On May 27, 1955, A. C. Penrose, acting chief of the fire department, notified the Board of Trustees of the Police and Fire Retirement System (Board of Trustees) of plaintiff’s heart attack.1
On May 31, 1955, Board of Trustees took action reflected in its minutes as follows: “The disability of Fire Engineer Theodore A. Godshalk was reported as of May 22, 1955. Disability due to Coronary Thrombosis. Engineer Godshalk was absent from duty from May 22, 1955 until further notice.” The minutes of the meeting held May 31, 1955 contained only the foregoing with regard to plaintiff.
A printed form of notice over the signatures of the Chairman and Secre> tary of Board of Trustees to the City Auditor and Controller and City Treasurer, under date of May 31,1955, was as follows:
“You are hereby notified that the Board of Trustees of the Police and Fire Retirement System made a determination with respect to the disability of Theodore A. Godshalk of the Fire Department at its meeting on 5-31-1955.

Collected data entries:
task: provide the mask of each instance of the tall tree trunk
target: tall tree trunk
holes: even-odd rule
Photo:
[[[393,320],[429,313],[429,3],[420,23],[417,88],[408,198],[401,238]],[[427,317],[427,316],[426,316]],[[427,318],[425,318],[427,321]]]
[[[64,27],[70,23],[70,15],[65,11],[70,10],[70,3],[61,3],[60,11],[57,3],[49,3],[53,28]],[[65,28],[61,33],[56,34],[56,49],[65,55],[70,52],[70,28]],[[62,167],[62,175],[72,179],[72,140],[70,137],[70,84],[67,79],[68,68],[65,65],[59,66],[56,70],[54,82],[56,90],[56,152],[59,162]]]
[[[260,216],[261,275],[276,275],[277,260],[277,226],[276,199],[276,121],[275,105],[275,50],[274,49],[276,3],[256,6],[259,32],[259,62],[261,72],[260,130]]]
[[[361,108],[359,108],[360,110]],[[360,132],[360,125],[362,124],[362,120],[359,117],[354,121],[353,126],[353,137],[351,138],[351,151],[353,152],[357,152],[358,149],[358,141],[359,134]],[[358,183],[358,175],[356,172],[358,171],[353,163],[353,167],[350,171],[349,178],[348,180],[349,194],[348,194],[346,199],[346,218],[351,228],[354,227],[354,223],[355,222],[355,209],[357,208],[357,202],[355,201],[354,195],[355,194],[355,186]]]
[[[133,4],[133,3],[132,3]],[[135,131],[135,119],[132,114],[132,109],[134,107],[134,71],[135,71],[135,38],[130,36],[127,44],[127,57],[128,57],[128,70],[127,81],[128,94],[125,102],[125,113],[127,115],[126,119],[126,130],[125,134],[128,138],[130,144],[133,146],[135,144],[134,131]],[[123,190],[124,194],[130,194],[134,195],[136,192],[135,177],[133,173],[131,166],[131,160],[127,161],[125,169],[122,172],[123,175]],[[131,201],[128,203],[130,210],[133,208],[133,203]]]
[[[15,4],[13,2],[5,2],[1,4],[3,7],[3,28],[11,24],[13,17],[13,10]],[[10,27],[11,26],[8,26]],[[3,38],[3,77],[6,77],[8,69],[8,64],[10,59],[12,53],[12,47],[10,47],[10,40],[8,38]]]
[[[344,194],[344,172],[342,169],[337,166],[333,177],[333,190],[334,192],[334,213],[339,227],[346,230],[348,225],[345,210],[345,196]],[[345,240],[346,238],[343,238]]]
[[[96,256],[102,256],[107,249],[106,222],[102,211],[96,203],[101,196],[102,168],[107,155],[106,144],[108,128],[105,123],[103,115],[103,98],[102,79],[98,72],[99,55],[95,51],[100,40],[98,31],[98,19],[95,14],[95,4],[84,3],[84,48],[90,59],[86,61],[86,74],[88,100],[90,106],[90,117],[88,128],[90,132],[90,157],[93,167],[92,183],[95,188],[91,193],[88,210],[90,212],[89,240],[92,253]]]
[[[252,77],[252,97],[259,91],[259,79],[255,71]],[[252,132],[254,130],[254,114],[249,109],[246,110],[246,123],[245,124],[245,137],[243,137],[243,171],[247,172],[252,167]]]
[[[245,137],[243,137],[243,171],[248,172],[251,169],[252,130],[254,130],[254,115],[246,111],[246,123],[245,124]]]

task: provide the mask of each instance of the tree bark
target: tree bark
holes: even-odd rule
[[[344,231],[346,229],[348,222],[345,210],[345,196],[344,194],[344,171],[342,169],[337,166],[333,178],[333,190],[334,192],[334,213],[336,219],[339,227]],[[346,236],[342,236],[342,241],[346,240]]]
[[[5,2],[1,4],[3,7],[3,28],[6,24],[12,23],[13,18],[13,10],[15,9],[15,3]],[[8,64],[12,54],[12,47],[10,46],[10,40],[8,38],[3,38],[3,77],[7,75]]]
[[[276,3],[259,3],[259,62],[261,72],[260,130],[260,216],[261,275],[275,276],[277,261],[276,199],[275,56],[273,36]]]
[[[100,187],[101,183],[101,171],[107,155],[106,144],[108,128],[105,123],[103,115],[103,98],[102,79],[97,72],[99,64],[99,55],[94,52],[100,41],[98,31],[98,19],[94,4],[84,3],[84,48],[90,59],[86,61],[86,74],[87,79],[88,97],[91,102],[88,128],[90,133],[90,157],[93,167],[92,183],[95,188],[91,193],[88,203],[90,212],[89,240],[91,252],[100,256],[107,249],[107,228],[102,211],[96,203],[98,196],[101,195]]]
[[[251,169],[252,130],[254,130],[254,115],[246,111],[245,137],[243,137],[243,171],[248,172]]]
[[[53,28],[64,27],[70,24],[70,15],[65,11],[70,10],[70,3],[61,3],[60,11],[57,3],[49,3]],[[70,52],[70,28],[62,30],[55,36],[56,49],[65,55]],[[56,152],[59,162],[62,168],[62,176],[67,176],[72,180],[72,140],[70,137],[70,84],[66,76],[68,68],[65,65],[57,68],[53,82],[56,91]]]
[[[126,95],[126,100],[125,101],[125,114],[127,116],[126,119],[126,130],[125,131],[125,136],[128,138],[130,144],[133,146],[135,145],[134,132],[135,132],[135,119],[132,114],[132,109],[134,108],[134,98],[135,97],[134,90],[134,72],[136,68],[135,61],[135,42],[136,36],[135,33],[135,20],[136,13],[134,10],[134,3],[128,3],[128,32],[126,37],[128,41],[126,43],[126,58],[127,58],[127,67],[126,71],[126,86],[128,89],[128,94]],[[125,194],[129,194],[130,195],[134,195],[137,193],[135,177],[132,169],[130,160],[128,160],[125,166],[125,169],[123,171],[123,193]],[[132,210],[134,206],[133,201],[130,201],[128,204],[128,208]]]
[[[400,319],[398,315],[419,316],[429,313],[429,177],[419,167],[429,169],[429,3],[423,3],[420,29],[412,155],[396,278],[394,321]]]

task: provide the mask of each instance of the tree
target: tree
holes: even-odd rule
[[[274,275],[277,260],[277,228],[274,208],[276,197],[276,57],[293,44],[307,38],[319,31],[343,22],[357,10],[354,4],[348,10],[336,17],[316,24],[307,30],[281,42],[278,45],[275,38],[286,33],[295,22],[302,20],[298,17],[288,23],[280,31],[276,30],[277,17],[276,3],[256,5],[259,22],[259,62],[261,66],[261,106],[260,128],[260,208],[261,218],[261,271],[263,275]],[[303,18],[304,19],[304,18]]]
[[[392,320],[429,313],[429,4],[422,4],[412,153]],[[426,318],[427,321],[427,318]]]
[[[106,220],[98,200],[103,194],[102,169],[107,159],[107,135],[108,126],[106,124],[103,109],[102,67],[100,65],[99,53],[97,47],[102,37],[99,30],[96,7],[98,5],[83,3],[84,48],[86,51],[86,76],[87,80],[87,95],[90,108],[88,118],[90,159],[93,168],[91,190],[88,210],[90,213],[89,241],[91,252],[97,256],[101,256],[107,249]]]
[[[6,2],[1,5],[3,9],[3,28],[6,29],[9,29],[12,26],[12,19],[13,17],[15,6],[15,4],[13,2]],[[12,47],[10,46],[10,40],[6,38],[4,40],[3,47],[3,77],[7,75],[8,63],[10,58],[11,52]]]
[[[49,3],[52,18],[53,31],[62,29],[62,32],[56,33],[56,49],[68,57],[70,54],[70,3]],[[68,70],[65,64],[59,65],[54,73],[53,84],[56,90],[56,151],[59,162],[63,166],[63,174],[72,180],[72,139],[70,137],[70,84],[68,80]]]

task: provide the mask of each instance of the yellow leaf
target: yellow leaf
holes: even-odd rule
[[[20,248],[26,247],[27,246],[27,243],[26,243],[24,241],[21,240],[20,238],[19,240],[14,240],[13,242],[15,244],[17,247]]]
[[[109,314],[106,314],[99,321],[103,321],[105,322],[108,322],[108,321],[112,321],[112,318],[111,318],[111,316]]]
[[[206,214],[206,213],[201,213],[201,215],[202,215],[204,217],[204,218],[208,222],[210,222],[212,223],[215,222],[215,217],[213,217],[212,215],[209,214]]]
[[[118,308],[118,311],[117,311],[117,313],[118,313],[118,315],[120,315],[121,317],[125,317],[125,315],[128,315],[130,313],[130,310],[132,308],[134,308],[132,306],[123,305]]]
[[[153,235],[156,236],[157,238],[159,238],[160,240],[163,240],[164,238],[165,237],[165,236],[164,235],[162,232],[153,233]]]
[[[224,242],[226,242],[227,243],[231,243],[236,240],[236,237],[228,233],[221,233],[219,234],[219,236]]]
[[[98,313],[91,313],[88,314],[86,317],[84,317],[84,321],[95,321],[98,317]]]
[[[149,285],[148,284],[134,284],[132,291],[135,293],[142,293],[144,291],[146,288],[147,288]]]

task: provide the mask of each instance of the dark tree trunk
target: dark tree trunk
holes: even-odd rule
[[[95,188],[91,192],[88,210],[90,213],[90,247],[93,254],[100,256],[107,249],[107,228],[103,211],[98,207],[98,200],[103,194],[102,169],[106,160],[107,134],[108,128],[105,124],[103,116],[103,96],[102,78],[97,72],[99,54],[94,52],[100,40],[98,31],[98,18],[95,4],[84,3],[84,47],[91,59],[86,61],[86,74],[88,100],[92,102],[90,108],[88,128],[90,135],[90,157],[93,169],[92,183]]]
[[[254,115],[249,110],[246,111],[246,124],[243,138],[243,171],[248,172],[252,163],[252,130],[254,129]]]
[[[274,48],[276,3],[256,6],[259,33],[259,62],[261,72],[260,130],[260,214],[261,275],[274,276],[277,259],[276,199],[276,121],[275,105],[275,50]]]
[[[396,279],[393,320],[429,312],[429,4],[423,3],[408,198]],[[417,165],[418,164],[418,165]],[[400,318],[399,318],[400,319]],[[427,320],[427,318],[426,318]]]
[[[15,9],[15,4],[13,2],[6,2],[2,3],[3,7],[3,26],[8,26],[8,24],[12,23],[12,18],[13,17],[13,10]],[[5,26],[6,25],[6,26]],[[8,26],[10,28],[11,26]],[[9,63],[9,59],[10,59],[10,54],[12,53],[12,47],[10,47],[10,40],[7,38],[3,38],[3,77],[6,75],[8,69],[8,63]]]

* WORK INSTRUCTION: Please quote the passage on the fire engineer's disability, everything from "A printed form" down to "meeting on 5-31-1955.". This material has no connection to the passage on the fire engineer's disability.

* YOUR RESPONSE:
A printed form of notice over the signatures of the Chairman and Secre> tary of Board of Trustees to the City Auditor and Controller and City Treasurer, under date of May 31,1955, was as follows:
“You are hereby notified that the Board of Trustees of the Police and Fire Retirement System made a determination with respect to the disability of Theodore A. Godshalk of the Fire Department at its meeting on 5-31-1955.